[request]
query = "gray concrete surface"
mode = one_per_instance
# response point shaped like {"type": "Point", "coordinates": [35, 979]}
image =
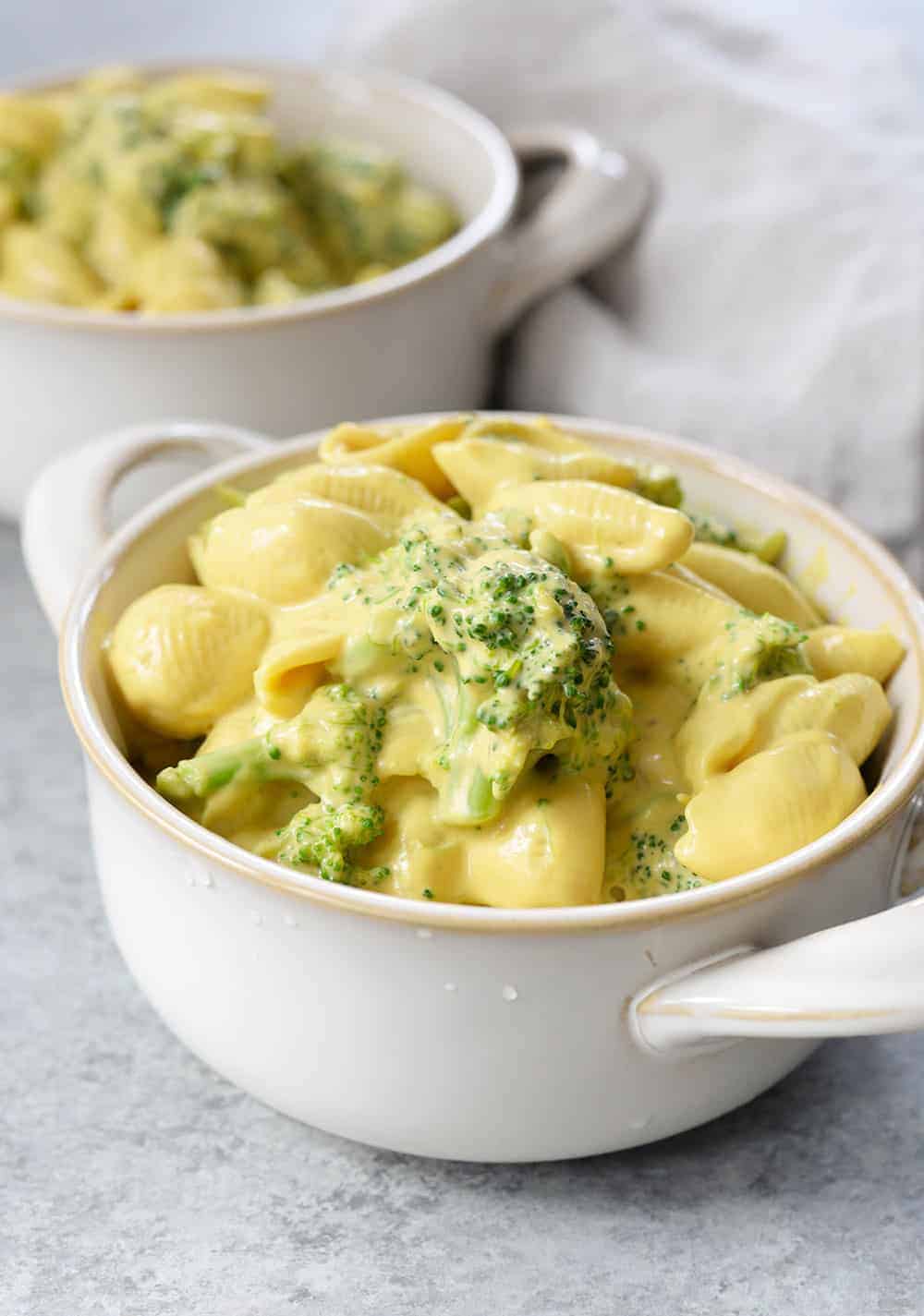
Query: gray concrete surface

= = = =

* **GIVEN PROBLEM**: Quote all of the data above verbatim, leaving out any pictures.

* **FINAL RESULT**:
[request]
query = "gray concrete surface"
mode = one_per_instance
# response point shaped like {"type": "Point", "coordinates": [35, 979]}
image =
Query: gray concrete surface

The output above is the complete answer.